**Selected excerpt**
A final draft of the peace accord was presented to the leaders of Congress on February 10, 2003, but on the next day, a setback would ensue as the military launched an offensive in Buliok Complex against the MILF which would last for more than a week. Ceasefire was enforced three weeks later. By March, the parties began exploratory talks in Malaysia with a commitment from both sides for a "mutual secession of hostilities." The aspect of a Muslim ancestral domain was laid down as the next agenda for the peace talks. Until the end of 2008, the peace process remained in a deadlock due to constitutional and legal issues surrounding the ancestral domain aspect.

**Data entries**
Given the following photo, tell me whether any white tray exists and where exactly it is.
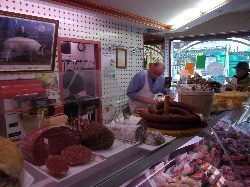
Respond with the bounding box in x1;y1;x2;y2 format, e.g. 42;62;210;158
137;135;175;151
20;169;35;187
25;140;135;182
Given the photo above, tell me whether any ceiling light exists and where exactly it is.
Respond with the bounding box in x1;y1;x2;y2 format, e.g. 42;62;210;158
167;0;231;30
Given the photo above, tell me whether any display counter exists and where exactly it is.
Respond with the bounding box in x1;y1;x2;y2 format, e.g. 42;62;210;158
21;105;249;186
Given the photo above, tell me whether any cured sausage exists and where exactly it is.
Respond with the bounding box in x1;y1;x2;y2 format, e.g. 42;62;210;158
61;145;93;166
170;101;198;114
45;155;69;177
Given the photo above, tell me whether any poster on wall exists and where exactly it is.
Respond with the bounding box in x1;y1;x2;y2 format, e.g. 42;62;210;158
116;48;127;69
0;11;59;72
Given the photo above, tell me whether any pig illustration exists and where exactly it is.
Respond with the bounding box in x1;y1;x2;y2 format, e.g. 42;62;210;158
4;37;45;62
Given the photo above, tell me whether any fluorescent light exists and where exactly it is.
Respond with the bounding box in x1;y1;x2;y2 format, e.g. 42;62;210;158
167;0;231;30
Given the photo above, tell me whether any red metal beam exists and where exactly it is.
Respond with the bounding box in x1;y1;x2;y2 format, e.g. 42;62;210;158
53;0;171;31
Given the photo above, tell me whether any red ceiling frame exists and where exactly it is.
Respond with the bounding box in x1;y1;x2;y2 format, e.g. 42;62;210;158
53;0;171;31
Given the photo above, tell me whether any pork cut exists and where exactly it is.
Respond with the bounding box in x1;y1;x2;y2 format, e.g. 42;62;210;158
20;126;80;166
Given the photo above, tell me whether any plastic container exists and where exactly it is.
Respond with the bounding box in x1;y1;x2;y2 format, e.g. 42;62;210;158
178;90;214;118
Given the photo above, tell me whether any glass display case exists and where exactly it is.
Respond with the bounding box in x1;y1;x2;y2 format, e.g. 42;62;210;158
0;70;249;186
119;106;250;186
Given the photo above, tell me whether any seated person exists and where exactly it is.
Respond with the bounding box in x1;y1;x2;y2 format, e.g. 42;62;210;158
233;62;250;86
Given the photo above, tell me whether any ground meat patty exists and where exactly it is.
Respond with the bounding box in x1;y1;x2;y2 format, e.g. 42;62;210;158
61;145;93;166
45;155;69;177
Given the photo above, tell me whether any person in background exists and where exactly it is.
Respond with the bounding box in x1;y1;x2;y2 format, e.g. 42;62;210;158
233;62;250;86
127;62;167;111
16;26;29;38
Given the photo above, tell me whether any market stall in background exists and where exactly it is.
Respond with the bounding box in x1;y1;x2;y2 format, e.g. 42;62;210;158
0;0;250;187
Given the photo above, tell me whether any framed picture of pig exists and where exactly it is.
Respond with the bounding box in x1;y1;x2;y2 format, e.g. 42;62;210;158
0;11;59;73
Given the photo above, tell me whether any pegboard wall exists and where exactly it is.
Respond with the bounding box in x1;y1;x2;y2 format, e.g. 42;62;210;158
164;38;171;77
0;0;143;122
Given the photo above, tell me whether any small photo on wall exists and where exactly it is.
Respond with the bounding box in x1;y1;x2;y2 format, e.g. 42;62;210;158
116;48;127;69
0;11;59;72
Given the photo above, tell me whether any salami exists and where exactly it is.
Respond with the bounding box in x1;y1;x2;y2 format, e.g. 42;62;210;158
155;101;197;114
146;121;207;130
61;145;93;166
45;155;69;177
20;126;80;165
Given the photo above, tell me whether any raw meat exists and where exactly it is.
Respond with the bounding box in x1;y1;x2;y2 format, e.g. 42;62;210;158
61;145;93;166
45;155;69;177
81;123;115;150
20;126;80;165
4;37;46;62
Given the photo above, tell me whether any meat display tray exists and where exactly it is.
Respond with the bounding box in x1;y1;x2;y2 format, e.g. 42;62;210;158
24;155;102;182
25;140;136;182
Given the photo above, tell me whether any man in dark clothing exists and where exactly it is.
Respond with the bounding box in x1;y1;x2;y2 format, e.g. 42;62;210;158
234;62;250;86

* * *

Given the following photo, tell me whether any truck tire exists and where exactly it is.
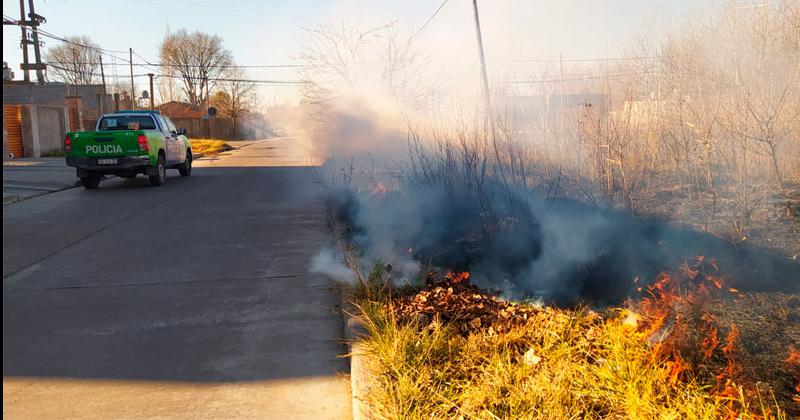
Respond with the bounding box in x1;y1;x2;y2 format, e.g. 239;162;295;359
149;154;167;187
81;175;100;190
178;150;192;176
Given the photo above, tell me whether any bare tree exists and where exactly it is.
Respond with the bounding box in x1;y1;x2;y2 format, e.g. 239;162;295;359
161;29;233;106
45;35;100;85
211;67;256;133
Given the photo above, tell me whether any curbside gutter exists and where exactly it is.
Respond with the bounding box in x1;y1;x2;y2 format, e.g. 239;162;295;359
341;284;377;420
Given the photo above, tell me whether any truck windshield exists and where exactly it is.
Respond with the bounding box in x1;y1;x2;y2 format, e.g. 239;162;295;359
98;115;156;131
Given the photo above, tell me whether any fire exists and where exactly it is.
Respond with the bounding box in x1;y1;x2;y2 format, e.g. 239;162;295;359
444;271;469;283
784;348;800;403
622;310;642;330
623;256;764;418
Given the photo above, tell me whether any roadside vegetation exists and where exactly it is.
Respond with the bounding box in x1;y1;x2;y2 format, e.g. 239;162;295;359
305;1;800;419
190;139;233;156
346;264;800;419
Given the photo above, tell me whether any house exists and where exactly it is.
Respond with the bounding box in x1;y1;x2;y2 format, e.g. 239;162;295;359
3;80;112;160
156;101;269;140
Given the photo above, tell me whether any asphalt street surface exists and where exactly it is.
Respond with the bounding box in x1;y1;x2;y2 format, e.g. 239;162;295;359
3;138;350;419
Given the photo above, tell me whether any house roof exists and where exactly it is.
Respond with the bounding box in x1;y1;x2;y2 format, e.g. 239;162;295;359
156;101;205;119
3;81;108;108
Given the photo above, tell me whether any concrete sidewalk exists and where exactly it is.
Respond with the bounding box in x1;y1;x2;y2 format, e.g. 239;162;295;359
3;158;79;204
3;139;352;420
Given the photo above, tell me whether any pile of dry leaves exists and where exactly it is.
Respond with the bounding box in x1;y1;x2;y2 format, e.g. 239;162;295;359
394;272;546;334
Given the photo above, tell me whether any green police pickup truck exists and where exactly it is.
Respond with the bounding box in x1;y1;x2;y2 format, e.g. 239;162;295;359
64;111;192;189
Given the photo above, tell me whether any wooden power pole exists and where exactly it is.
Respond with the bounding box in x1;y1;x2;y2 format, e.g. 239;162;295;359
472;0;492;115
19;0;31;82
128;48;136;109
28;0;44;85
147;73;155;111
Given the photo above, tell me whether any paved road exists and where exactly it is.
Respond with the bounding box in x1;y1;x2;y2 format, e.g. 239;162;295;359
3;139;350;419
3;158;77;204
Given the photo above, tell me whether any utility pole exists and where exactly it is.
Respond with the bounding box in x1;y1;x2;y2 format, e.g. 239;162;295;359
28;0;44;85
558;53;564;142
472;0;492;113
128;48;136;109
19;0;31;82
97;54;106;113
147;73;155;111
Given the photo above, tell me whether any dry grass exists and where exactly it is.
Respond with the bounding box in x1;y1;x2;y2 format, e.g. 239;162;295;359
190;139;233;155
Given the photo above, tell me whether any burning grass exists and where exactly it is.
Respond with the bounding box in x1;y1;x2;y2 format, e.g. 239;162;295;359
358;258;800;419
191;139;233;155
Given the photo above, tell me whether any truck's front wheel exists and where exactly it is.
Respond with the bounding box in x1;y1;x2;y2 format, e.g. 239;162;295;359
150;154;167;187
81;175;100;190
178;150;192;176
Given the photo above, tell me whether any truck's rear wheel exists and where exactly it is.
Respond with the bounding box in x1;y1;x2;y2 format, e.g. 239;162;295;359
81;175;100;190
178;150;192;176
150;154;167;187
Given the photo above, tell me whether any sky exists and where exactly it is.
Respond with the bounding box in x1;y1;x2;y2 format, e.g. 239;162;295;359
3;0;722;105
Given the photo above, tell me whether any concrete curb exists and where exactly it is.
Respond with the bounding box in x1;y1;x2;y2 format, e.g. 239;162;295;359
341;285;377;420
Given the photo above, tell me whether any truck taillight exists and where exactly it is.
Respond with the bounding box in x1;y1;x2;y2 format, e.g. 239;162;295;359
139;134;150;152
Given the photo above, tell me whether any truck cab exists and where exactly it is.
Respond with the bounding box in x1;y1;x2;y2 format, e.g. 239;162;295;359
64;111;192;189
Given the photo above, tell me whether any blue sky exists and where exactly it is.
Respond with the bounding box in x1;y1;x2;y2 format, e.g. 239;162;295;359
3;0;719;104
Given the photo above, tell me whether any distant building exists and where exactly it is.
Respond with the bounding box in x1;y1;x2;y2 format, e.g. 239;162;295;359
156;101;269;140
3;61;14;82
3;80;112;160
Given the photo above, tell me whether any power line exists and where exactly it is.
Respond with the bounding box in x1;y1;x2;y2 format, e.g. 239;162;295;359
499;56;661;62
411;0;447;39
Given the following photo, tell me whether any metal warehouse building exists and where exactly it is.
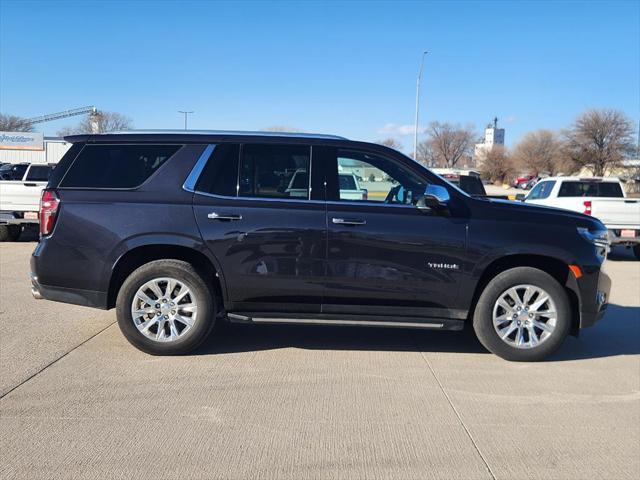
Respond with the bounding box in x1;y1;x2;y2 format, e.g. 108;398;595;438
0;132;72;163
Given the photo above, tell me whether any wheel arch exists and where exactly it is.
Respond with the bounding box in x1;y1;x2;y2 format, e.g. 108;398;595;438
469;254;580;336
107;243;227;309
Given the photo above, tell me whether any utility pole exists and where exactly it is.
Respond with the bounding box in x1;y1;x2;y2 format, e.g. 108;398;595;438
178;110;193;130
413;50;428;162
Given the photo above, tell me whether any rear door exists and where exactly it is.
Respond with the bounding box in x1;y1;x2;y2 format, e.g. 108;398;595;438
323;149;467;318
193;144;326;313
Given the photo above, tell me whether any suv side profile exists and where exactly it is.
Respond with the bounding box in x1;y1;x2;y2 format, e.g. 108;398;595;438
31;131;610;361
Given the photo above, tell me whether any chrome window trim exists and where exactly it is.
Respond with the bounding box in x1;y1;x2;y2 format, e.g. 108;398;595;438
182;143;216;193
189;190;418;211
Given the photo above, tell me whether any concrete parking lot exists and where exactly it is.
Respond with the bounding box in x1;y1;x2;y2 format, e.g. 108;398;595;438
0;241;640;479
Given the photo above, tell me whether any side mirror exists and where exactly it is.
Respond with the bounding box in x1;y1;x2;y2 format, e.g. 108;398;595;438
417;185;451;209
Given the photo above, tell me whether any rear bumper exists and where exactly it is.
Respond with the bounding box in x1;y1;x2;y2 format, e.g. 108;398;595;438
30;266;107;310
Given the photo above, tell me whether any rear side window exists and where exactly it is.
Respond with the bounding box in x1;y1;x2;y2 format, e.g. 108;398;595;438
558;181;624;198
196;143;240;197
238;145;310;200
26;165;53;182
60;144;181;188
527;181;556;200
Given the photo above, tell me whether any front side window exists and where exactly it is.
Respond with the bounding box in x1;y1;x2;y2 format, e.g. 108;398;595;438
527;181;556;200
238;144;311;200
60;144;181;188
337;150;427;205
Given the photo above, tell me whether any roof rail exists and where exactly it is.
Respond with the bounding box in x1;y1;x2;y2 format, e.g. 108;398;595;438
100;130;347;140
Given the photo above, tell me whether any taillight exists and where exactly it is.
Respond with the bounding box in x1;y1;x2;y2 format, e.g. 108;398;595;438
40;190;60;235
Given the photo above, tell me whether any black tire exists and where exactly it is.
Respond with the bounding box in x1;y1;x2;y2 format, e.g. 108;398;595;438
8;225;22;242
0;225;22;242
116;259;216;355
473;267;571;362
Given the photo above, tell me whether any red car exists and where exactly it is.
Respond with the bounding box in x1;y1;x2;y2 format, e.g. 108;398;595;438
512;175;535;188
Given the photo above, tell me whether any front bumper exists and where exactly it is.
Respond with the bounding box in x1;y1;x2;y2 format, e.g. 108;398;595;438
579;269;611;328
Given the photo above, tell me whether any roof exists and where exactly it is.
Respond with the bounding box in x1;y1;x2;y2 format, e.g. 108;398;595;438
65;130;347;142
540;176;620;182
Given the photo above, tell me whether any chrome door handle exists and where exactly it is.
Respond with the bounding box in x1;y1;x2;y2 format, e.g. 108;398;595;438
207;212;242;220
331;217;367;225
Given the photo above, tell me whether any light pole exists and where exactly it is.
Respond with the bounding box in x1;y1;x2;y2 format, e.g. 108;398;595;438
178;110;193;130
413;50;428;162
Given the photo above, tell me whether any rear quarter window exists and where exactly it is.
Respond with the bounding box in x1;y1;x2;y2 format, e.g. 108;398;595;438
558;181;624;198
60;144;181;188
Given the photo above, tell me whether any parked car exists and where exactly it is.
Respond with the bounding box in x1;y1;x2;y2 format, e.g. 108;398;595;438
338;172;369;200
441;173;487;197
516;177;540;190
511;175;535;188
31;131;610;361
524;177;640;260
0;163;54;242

**Prompt A**
In the peace accord passage, when was the final draft of the peace accord presented to the leaders of Congress?
**Prompt B**
Quote the stretch of the peace accord passage from "A final draft" through "ancestral domain aspect.".
**Prompt C**
Continue the passage on the peace talks with the MILF, starting after its last sentence.

**Reply A**
February 10, 2003

**Reply B**
A final draft of the peace accord was presented to the leaders of Congress on February 10, 2003, but on the next day, a setback would ensue as the military launched an offensive in Buliok Complex against the MILF which would last for more than a week. Ceasefire was enforced three weeks later. By March, the parties began exploratory talks in Malaysia with a commitment from both sides for a "mutual secession of hostilities." The aspect of a Muslim ancestral domain was laid down as the next agenda for the peace talks. Until the end of 2008, the peace process remained in a deadlock due to constitutional and legal issues surrounding the ancestral domain aspect.

**Reply C**
The Malaysian government, on the other side, has strongly condemned any terrorist activity and expressed unequivocal support for peace negotiations between Moro rebels and the Philippine government rather than helping the rebels as Malaysia did in 1968 after the Jabidah massacre. During the Conference on Regional Security Meeting held in Makati, Metro Manila, in April 2003, Malaysian Defence Minister Najib Razak make a speech on his country's intention on the issues:

Let the audience know that Kuala Lumpur stood with the Philippine government. Malaysia did not support or condone Islamic secessionists seeking change through 'extreme' behaviour outside the political arena, and that 'extremism is loathed by Islam and that resorting to violence is equally condemned by true believers'. If indeed it claims to represent Muslims, the Moro movements must combat radicalism and militant elements within its organisation. Instead the rebels must concentrate on bringing greater development to the community instead of merely aiming to seize power. Let us call for a jihad against poverty, against ignorance, against underdevelopment and against prejudice.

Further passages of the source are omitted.